◆ Objective ◆
Copy out the rows word for word, starting with the line that contains "Expected: the position of each instance of the black" and continuing through the end of the rows. Leave the pictures out.
------------------------------------------------
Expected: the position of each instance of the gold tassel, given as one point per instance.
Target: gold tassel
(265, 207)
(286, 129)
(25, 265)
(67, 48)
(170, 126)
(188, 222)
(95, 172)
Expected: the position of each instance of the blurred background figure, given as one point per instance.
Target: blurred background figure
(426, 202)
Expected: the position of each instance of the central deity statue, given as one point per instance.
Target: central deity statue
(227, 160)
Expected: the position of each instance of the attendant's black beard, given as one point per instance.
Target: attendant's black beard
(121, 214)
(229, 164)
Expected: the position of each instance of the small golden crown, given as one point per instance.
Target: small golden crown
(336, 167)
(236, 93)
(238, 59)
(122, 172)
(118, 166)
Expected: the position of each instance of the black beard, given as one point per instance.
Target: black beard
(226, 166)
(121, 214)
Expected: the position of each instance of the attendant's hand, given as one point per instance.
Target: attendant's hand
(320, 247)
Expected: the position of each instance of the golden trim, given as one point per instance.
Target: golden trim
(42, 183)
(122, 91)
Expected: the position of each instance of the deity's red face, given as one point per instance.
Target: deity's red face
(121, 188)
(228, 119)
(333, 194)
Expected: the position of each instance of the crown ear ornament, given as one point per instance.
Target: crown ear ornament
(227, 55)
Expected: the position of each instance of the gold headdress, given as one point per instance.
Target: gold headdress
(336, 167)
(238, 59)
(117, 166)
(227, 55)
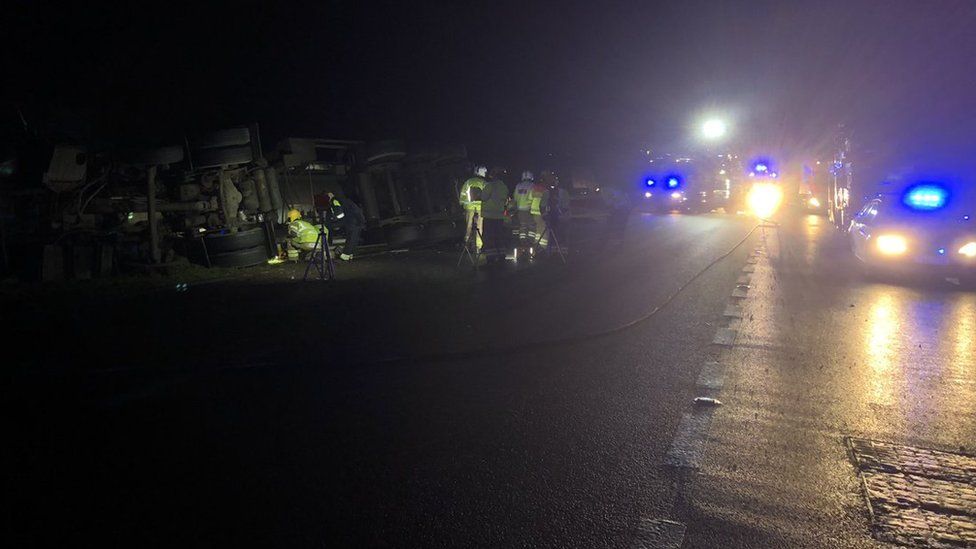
------------------------------------------------
◆ Task result ◆
Expected: the position of each instance of the black beard, given as one point per instance.
Target: black beard
(226, 166)
(121, 214)
Expected: the position of each instance of the attendant's hand, given as one point per instance.
Target: attendant's hand
(320, 247)
Expected: the position of each instance of the golden trim, given as one point per instance.
Target: golden trim
(42, 183)
(122, 91)
Expected: the position of each instance of the deity's red face, given as one point per instance.
Target: deity's red face
(121, 188)
(228, 119)
(333, 194)
Expected: the position of each instance of the crown ear ornament, given as one point per instance.
Target: crown ear ornament
(227, 55)
Expected: the position of each instance of the gold headdress, given as one point per instance.
Target: gold headdress
(336, 167)
(238, 59)
(117, 166)
(227, 55)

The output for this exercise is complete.